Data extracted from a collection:
-- START --
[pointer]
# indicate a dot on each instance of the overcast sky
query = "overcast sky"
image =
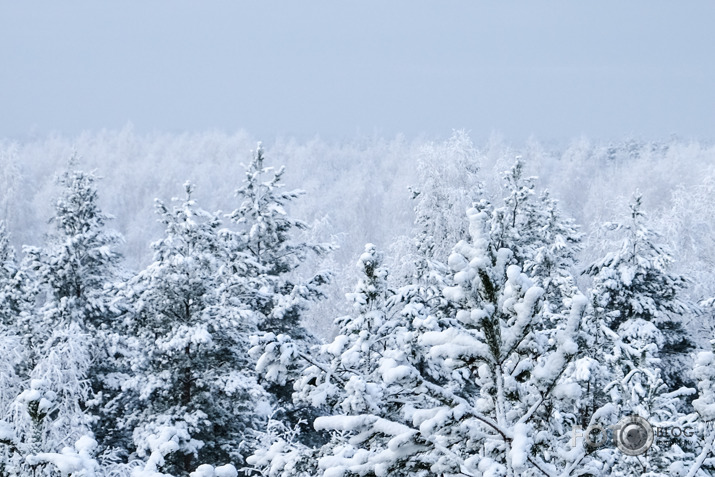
(555, 70)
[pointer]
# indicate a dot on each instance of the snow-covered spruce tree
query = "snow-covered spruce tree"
(543, 240)
(503, 343)
(633, 286)
(11, 348)
(632, 296)
(704, 373)
(363, 383)
(80, 257)
(265, 253)
(483, 391)
(269, 234)
(191, 379)
(60, 336)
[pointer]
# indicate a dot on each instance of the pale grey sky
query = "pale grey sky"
(555, 70)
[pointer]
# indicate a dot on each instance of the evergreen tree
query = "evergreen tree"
(634, 285)
(66, 279)
(193, 380)
(265, 255)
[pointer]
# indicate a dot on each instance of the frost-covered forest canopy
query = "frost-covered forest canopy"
(181, 304)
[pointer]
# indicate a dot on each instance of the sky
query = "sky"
(552, 70)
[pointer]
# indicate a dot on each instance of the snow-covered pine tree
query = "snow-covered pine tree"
(193, 378)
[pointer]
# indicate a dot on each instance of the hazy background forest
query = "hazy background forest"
(358, 191)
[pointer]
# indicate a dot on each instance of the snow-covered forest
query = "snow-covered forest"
(203, 305)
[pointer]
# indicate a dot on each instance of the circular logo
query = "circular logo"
(634, 435)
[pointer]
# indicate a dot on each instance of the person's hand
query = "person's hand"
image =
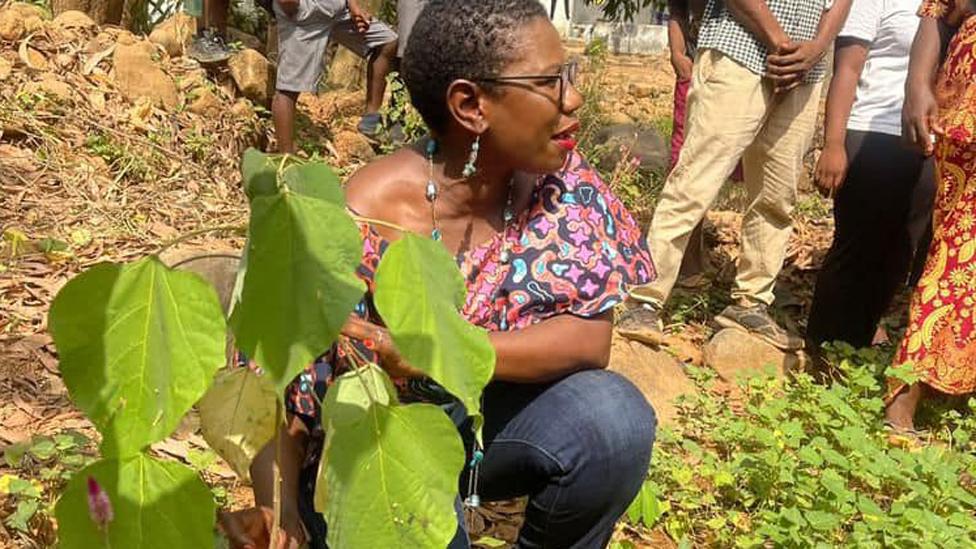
(360, 17)
(682, 65)
(919, 117)
(251, 529)
(831, 169)
(290, 7)
(791, 62)
(378, 339)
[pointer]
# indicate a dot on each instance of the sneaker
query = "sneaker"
(641, 322)
(755, 320)
(370, 124)
(208, 47)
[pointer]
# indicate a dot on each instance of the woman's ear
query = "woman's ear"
(465, 102)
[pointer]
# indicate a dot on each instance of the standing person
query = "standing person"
(210, 43)
(304, 30)
(872, 176)
(683, 26)
(546, 250)
(940, 118)
(754, 95)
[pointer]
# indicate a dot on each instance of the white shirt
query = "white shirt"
(888, 26)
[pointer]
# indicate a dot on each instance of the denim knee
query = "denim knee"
(616, 423)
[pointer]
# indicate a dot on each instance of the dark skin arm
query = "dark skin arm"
(849, 58)
(678, 26)
(787, 67)
(920, 112)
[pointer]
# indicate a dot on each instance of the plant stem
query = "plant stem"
(193, 234)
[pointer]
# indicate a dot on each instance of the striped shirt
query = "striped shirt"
(798, 18)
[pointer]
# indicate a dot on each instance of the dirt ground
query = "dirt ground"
(81, 184)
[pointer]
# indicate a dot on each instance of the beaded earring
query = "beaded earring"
(470, 168)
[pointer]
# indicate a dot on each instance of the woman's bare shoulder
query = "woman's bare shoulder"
(388, 187)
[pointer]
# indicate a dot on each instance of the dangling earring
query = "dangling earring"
(470, 168)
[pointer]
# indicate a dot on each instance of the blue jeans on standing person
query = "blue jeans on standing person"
(579, 448)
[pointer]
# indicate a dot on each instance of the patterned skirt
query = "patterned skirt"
(940, 343)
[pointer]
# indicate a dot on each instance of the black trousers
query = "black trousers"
(882, 218)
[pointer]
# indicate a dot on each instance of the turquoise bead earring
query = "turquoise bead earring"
(470, 168)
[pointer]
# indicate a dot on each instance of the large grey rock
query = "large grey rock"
(659, 376)
(733, 352)
(648, 145)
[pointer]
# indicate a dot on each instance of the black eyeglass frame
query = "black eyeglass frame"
(568, 73)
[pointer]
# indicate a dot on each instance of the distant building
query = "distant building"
(647, 33)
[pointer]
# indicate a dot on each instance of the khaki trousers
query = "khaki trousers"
(732, 114)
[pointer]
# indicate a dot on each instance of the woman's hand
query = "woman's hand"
(920, 117)
(831, 169)
(251, 529)
(378, 339)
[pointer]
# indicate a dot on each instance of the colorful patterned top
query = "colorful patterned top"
(573, 250)
(956, 86)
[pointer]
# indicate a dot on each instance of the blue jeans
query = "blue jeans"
(579, 448)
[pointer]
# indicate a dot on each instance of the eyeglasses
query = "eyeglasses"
(568, 75)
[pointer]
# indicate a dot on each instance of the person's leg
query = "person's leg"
(301, 45)
(726, 108)
(773, 167)
(579, 448)
(870, 255)
(378, 45)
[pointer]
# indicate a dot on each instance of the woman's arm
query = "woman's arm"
(678, 25)
(849, 58)
(921, 110)
(553, 348)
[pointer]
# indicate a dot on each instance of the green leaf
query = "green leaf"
(259, 171)
(315, 180)
(300, 283)
(139, 344)
(389, 479)
(156, 505)
(43, 448)
(237, 416)
(419, 291)
(20, 518)
(14, 454)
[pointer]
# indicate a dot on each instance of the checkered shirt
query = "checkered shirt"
(799, 19)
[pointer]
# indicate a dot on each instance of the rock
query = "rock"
(51, 85)
(640, 90)
(252, 75)
(659, 376)
(648, 145)
(11, 25)
(242, 108)
(73, 19)
(731, 352)
(353, 146)
(247, 40)
(137, 75)
(174, 34)
(205, 103)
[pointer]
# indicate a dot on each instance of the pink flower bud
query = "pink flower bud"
(99, 507)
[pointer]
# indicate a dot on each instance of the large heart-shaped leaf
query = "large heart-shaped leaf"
(138, 346)
(155, 505)
(237, 416)
(419, 291)
(300, 282)
(389, 479)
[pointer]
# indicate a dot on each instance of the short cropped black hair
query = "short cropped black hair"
(455, 39)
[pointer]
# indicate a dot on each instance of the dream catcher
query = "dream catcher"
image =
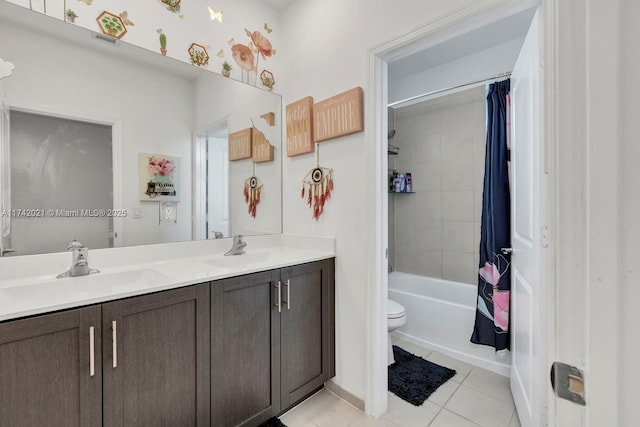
(317, 186)
(252, 190)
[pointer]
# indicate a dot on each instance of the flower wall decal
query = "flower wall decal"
(248, 56)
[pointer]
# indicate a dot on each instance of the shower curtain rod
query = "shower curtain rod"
(435, 92)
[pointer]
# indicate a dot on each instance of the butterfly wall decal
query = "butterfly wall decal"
(125, 19)
(215, 15)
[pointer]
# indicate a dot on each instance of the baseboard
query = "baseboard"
(344, 395)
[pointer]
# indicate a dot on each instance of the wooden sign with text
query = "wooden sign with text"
(338, 116)
(262, 151)
(300, 127)
(240, 144)
(270, 118)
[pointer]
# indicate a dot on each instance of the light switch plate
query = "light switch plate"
(168, 212)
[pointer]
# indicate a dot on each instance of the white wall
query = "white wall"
(481, 65)
(327, 53)
(437, 229)
(629, 159)
(193, 25)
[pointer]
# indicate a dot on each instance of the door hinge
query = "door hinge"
(544, 236)
(568, 382)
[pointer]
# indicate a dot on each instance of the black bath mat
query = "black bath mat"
(413, 379)
(272, 422)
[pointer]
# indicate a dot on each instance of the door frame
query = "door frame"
(63, 112)
(479, 14)
(200, 177)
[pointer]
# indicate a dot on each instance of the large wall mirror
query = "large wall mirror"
(81, 120)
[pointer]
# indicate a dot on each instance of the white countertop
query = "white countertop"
(28, 284)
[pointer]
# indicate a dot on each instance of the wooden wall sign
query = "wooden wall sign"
(338, 116)
(240, 144)
(300, 127)
(270, 118)
(262, 150)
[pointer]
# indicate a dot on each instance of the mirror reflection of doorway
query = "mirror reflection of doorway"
(211, 181)
(59, 181)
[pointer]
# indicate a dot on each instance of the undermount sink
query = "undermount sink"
(121, 278)
(55, 291)
(238, 260)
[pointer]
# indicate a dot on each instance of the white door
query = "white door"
(528, 340)
(217, 186)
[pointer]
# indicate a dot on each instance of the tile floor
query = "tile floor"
(473, 397)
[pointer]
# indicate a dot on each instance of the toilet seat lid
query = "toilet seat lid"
(394, 310)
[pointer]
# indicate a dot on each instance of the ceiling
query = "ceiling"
(502, 31)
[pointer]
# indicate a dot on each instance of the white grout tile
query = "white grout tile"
(444, 393)
(480, 408)
(407, 415)
(462, 369)
(318, 404)
(365, 421)
(339, 414)
(515, 420)
(490, 383)
(296, 418)
(449, 419)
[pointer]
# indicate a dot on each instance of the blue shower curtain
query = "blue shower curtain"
(494, 277)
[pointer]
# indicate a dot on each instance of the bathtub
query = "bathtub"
(440, 316)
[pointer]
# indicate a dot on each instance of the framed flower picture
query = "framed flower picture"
(159, 177)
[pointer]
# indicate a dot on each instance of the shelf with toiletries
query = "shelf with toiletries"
(400, 182)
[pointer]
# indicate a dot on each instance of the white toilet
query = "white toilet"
(396, 317)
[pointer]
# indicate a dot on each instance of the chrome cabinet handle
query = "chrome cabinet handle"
(288, 285)
(92, 352)
(114, 343)
(279, 303)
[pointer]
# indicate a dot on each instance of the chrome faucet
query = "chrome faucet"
(80, 262)
(238, 246)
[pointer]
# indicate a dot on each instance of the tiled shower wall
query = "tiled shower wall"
(436, 231)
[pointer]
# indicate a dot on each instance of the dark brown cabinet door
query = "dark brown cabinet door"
(156, 359)
(47, 374)
(245, 350)
(308, 329)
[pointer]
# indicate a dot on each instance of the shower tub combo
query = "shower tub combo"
(440, 316)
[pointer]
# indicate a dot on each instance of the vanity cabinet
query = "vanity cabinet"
(307, 330)
(140, 361)
(156, 359)
(232, 352)
(245, 350)
(272, 341)
(50, 370)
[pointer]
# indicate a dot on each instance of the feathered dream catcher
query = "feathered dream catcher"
(317, 186)
(252, 190)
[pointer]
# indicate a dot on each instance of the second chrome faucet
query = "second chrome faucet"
(238, 246)
(80, 261)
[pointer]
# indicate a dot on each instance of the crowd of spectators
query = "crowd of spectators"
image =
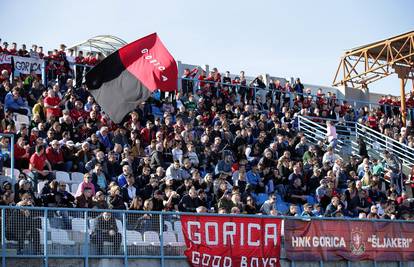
(216, 146)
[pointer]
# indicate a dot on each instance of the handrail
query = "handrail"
(389, 140)
(165, 213)
(318, 126)
(379, 141)
(348, 100)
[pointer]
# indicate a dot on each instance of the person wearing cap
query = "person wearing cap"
(14, 102)
(185, 187)
(226, 202)
(55, 156)
(268, 205)
(393, 169)
(189, 202)
(37, 163)
(307, 211)
(21, 154)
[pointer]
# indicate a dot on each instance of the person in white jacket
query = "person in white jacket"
(331, 134)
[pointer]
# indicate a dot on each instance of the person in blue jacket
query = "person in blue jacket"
(15, 103)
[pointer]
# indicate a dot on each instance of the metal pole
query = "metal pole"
(162, 240)
(3, 237)
(403, 108)
(44, 79)
(124, 221)
(85, 245)
(45, 256)
(12, 157)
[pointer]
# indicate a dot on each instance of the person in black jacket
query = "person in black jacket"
(23, 226)
(129, 191)
(106, 230)
(190, 202)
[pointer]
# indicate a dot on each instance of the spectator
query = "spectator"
(331, 134)
(14, 102)
(268, 205)
(106, 230)
(85, 200)
(38, 161)
(86, 183)
(51, 104)
(189, 202)
(55, 156)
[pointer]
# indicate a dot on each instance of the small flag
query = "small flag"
(128, 76)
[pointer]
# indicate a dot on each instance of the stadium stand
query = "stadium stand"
(222, 143)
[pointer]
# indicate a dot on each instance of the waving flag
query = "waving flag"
(128, 76)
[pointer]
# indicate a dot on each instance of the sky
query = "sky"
(282, 38)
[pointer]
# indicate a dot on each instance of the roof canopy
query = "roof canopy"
(106, 44)
(366, 64)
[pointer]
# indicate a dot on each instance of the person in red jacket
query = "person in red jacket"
(38, 161)
(78, 114)
(55, 156)
(52, 103)
(21, 154)
(372, 121)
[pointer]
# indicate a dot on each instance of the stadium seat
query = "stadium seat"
(152, 237)
(61, 237)
(177, 227)
(7, 172)
(171, 239)
(40, 186)
(76, 177)
(168, 225)
(62, 176)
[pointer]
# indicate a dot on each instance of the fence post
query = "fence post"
(124, 221)
(86, 243)
(45, 240)
(162, 240)
(3, 237)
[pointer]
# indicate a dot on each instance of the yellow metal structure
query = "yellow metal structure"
(366, 64)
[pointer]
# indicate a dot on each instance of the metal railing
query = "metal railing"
(51, 233)
(11, 136)
(315, 132)
(377, 142)
(292, 95)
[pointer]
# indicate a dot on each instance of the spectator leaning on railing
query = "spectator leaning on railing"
(230, 148)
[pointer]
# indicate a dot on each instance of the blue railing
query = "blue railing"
(69, 233)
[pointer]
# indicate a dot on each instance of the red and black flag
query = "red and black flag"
(128, 76)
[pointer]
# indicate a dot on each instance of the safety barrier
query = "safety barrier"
(51, 233)
(377, 142)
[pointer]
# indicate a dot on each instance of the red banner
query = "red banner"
(232, 241)
(350, 240)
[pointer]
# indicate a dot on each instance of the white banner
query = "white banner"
(5, 59)
(25, 65)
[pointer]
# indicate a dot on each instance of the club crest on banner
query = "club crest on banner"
(357, 242)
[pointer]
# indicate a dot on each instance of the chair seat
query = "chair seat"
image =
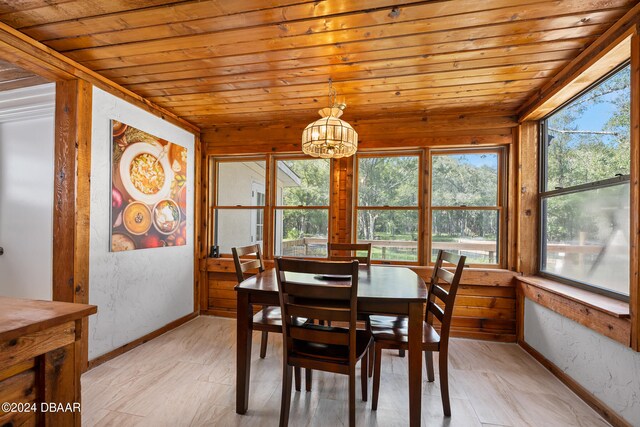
(329, 352)
(270, 319)
(395, 330)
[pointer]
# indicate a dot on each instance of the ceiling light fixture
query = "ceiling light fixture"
(330, 137)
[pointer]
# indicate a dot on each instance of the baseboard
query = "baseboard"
(133, 344)
(598, 405)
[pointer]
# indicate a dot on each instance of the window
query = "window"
(585, 200)
(466, 206)
(239, 203)
(301, 210)
(388, 205)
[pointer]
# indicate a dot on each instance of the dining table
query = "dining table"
(382, 290)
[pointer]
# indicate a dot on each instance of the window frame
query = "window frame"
(545, 194)
(501, 206)
(272, 206)
(214, 163)
(420, 154)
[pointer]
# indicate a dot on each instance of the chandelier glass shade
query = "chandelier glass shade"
(330, 137)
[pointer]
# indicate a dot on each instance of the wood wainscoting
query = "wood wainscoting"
(485, 306)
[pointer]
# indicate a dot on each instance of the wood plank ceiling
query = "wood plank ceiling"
(225, 62)
(14, 77)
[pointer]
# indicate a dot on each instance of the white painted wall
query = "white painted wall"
(26, 191)
(140, 291)
(605, 367)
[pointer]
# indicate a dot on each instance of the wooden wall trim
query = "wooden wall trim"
(612, 326)
(634, 262)
(72, 181)
(598, 405)
(608, 50)
(32, 55)
(527, 188)
(443, 131)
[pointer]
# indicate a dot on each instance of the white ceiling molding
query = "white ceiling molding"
(27, 103)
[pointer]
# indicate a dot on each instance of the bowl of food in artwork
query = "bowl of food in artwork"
(136, 218)
(182, 199)
(121, 242)
(166, 216)
(145, 172)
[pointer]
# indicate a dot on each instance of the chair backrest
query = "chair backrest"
(352, 249)
(446, 297)
(331, 301)
(243, 266)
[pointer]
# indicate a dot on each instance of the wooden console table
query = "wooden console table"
(40, 361)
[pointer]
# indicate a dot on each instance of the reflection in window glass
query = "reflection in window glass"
(388, 181)
(473, 233)
(464, 179)
(303, 182)
(587, 237)
(237, 183)
(588, 140)
(392, 233)
(236, 227)
(301, 232)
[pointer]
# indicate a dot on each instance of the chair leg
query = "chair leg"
(263, 344)
(297, 375)
(352, 396)
(428, 358)
(444, 383)
(376, 377)
(285, 403)
(364, 374)
(307, 380)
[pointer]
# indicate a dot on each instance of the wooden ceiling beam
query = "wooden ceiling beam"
(379, 98)
(532, 79)
(187, 14)
(499, 35)
(447, 78)
(344, 75)
(374, 25)
(45, 62)
(414, 53)
(614, 44)
(21, 14)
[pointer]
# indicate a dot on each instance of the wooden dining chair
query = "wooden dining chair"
(336, 252)
(392, 332)
(314, 346)
(269, 319)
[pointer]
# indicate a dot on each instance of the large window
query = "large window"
(585, 188)
(301, 211)
(466, 205)
(388, 205)
(239, 203)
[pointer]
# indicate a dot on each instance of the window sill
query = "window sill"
(600, 313)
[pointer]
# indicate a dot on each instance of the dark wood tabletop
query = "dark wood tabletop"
(387, 290)
(374, 283)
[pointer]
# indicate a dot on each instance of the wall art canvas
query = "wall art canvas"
(148, 190)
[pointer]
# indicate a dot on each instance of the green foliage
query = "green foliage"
(313, 190)
(578, 153)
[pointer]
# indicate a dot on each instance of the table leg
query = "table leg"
(415, 364)
(243, 360)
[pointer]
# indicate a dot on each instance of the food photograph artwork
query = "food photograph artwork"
(148, 190)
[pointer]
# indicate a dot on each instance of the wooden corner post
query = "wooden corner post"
(72, 197)
(634, 285)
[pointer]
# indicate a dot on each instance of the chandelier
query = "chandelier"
(330, 137)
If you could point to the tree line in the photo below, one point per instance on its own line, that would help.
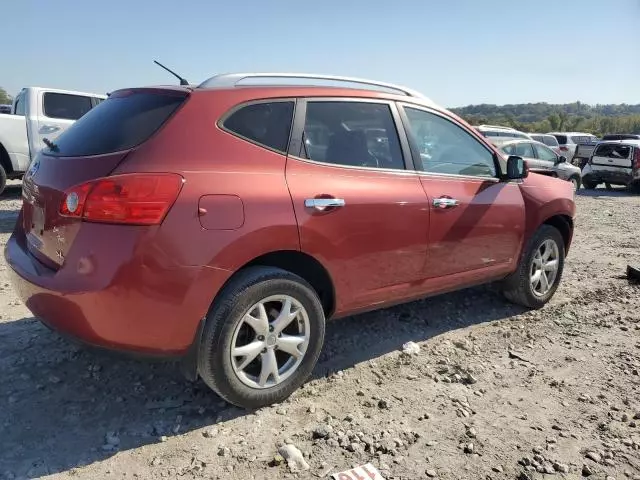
(546, 117)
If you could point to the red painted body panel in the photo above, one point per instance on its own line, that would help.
(377, 241)
(485, 229)
(147, 288)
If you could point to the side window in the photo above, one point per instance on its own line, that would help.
(446, 148)
(545, 154)
(267, 124)
(525, 150)
(562, 139)
(613, 151)
(358, 134)
(20, 107)
(65, 106)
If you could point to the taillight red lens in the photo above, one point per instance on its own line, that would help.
(133, 199)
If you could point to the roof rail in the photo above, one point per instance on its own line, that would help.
(232, 80)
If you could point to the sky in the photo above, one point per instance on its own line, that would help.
(457, 52)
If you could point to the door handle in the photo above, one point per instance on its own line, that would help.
(445, 202)
(322, 204)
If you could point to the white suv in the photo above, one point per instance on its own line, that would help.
(614, 162)
(497, 131)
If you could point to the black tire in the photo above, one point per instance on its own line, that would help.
(3, 179)
(517, 287)
(576, 181)
(247, 288)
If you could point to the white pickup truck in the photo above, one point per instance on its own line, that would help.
(37, 114)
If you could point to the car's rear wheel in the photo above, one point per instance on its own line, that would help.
(262, 337)
(539, 271)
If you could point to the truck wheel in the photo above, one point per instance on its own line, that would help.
(3, 179)
(262, 337)
(539, 271)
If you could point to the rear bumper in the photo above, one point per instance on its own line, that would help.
(109, 296)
-- END --
__Exercise task__
From the line that holds "If you could point to the tree" to the last line of the records, please copy each line exactly and nothing else. Pictures stay out.

__Task solution__
If you could point to the tree line in the photo below, one point per instance on its own line, that would help.
(546, 117)
If you could point to the red painted body panel in the photo above, one point per instance on its own line, that would help.
(377, 241)
(485, 229)
(147, 288)
If you could point to the side window in the photo above, one point per instance on its own line, that would help.
(446, 148)
(545, 154)
(267, 124)
(525, 150)
(562, 139)
(613, 151)
(358, 134)
(20, 107)
(65, 106)
If you could point to the taillight red lens in the photo above, one point per instance on its own line, that would help.
(133, 199)
If you could point to the roof rail in the photo above, one point per instance on its own line, that would help.
(232, 80)
If you could point to the sky in the photo above, one point per instance on its own line, that would help.
(457, 52)
If you could point to the door handle in the photo above, one point per instance on its own line, that would help.
(445, 202)
(322, 204)
If you could point to the white suv in the photo above, one point per instance on its own line, that would help.
(614, 162)
(497, 131)
If you could point to the black tire in the photo above, one point per instance on its own line, that would help.
(3, 179)
(517, 287)
(576, 181)
(247, 288)
If you could point to the white pickup truck in the photo above, one point per instance on its own line, that would help.
(37, 114)
If you could point to the car's rear wheel in the photo above, one point per instance on its own line, that would help.
(262, 337)
(539, 271)
If you could point to the truck wheel in the photo above, one point per instance on its own line, that would help.
(3, 179)
(262, 337)
(539, 271)
If you could point to the rear bumper in the photo above, one point per instance on its own line, that would help.
(109, 296)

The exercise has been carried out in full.